What lines in the records below hold the string "reflection"? Please show them.

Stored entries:
——

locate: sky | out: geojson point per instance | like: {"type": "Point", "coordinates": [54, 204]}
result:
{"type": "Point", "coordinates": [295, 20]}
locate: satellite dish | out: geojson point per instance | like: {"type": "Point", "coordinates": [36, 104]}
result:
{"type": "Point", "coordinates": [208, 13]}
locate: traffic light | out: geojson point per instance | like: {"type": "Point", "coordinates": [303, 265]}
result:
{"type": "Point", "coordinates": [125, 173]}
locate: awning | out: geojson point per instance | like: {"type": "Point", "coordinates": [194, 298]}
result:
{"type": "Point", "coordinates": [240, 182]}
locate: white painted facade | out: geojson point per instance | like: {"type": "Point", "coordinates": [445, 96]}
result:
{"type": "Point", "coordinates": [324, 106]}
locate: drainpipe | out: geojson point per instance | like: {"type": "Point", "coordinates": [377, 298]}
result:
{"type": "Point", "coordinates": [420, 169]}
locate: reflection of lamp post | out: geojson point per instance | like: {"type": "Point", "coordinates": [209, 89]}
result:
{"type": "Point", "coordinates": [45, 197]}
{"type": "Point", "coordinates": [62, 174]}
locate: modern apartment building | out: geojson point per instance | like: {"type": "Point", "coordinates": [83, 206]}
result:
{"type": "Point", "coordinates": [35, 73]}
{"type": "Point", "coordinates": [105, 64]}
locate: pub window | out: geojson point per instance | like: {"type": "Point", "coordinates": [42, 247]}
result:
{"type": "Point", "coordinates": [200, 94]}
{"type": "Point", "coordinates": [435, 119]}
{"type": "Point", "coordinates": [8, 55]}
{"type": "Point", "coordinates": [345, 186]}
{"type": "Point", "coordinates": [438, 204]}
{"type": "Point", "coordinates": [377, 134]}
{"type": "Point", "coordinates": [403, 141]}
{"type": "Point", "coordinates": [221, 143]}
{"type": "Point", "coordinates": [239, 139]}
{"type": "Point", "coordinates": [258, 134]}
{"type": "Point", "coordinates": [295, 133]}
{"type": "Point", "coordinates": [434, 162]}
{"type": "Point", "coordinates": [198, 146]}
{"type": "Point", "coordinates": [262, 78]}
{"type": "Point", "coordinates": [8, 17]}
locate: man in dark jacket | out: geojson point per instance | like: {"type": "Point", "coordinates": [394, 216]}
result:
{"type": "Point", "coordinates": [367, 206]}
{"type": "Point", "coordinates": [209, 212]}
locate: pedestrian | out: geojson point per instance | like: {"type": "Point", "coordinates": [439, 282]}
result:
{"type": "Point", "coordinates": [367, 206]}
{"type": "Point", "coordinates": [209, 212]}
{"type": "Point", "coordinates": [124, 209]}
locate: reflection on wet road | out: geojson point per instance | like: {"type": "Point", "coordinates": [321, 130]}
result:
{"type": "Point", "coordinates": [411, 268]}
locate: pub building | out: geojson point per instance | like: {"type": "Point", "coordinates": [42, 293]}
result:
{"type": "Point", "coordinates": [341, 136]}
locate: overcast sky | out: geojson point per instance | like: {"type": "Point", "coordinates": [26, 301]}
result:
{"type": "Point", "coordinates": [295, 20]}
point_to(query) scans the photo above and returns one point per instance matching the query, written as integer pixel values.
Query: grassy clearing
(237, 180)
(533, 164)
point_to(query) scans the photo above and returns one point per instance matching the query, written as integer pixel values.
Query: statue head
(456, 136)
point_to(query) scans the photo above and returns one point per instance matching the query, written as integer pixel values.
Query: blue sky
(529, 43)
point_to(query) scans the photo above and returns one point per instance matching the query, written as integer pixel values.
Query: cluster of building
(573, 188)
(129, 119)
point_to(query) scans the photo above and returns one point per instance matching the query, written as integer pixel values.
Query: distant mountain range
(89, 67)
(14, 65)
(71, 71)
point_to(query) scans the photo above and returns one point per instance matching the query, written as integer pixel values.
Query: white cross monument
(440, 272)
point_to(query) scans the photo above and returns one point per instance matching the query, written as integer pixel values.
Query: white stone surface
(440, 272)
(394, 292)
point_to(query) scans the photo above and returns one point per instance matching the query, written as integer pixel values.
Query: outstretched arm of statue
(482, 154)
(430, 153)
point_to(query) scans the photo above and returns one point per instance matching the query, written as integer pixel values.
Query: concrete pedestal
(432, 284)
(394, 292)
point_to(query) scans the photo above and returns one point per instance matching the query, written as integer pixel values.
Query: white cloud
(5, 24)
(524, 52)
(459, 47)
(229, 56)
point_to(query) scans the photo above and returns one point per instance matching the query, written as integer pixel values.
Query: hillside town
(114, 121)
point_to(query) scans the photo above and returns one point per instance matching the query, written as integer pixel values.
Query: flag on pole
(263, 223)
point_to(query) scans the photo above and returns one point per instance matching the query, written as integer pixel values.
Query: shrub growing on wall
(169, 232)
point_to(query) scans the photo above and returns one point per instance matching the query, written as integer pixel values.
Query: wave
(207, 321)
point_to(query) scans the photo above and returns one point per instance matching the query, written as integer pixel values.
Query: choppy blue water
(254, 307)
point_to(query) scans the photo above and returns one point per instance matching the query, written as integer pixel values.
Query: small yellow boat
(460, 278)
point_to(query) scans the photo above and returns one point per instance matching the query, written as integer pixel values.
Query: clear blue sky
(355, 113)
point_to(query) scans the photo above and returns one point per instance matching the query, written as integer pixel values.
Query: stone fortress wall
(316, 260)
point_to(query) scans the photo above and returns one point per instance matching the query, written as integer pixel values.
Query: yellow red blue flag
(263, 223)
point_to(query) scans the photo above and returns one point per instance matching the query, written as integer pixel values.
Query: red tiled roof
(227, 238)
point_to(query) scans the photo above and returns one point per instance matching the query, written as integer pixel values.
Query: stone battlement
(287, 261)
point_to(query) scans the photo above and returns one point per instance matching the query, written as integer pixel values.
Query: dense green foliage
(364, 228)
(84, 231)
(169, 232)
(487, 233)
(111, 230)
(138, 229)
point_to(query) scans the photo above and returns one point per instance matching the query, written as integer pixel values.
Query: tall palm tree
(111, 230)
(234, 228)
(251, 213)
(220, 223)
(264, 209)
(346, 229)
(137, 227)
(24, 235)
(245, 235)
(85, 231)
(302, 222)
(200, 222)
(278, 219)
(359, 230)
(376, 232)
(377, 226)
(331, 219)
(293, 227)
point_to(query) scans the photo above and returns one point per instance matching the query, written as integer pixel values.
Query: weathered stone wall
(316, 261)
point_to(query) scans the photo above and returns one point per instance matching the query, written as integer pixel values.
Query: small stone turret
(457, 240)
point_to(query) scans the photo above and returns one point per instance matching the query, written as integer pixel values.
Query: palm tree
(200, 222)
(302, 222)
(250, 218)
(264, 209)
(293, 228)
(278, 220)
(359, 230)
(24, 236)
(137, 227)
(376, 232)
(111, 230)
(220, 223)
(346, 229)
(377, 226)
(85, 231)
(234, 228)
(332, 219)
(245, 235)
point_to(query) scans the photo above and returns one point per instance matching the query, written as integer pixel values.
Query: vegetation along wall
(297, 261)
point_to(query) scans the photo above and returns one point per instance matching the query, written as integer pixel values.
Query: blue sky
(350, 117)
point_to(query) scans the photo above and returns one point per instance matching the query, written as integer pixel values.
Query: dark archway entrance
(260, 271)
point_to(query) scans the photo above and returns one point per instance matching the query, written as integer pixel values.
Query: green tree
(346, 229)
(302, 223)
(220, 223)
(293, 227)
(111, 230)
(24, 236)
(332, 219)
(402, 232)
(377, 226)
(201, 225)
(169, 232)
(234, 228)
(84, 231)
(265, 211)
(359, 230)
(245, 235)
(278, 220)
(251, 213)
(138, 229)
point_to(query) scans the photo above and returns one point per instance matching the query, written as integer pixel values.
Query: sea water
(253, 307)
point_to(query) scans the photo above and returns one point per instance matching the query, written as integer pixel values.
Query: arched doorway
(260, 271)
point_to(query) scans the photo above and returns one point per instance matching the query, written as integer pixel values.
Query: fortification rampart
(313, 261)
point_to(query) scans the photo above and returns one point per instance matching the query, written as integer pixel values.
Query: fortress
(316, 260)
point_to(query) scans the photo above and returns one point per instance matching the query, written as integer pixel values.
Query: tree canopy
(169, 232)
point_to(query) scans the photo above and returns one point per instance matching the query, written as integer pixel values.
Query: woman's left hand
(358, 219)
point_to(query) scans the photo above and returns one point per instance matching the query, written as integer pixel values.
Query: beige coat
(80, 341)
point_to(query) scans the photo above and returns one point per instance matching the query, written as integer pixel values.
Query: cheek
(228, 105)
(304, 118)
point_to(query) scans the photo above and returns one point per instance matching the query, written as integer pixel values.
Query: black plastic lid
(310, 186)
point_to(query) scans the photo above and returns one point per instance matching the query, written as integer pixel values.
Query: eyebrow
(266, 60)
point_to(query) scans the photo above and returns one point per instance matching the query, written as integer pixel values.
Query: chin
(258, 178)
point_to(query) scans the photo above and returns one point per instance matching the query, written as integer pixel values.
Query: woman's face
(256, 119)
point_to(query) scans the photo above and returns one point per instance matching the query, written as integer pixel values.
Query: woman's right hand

——

Answer to the exercise:
locate: reflection of lamp post | out: geojson point per instance | like: {"type": "Point", "coordinates": [209, 89]}
locate: reflection on wet road | out: geojson point per instance | like: {"type": "Point", "coordinates": [321, 130]}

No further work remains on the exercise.